> **Supplied entries**
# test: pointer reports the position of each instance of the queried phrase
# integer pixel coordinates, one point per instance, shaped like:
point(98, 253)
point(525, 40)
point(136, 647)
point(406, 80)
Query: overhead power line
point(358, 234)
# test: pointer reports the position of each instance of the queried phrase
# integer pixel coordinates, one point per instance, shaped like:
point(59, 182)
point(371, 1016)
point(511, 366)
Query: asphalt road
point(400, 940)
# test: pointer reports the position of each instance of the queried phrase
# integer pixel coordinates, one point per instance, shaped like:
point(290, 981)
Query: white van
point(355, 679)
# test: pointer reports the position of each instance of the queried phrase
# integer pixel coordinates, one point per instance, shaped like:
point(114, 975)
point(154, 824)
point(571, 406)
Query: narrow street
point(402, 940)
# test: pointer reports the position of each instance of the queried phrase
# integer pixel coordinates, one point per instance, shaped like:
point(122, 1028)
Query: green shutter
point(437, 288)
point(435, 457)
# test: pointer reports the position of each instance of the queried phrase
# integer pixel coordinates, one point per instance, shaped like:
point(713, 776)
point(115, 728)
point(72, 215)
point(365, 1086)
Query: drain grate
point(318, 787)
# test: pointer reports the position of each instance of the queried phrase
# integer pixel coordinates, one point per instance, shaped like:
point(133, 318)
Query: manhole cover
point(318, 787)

> **What is asked**
Can you rewrite every line of the material above, keeping the "#" comment lines and the "Query:" lines, and scale only the point coordinates that follow each "Query:" line by 0.65, rounding to whole numbers with halves rounded up? The sample points listed under the comments stay unchanged.

> **Reply**
# test: pointer reports the position of each instance of the queried phrase
# integer pixel coordinates, one point per instance, shaped like:
point(98, 253)
point(525, 40)
point(136, 647)
point(406, 80)
Query: overhead power line
point(233, 152)
# test: pointer reports the position of each instance of the queried phrase
# integer pixel coordinates, one point per instance, shaped like:
point(59, 182)
point(371, 1016)
point(511, 366)
Query: asphalt road
point(260, 611)
# test: pointer reports the position of each instance of the queried phrase
# integer pixel coordinates, one point per instance, shaped like:
point(290, 981)
Query: white van
point(231, 441)
# test: pointer reports the position of each instance of the queried phrase
# integer pixel coordinates, one point per instance, shaped like:
point(114, 975)
point(154, 824)
point(571, 406)
Query: narrow street
point(261, 611)
# test: pointer reports the position of each instance of the queried phrase
# integer pixel coordinates, one point per instance, shaped like:
point(122, 1028)
Query: green shutter
point(284, 187)
point(283, 297)
# test: pointer reports the position of each instance of the queried phrase
# integer pixel coordinates, one point per instance, shaped like:
point(713, 776)
point(115, 728)
point(72, 215)
point(365, 1086)
Query: drain grate
point(207, 512)
# test: pointer reports the position of each instance of the queried phrase
# integer pixel coordinates, one point per instance, shaped like:
point(133, 318)
Query: manhole cover
point(207, 512)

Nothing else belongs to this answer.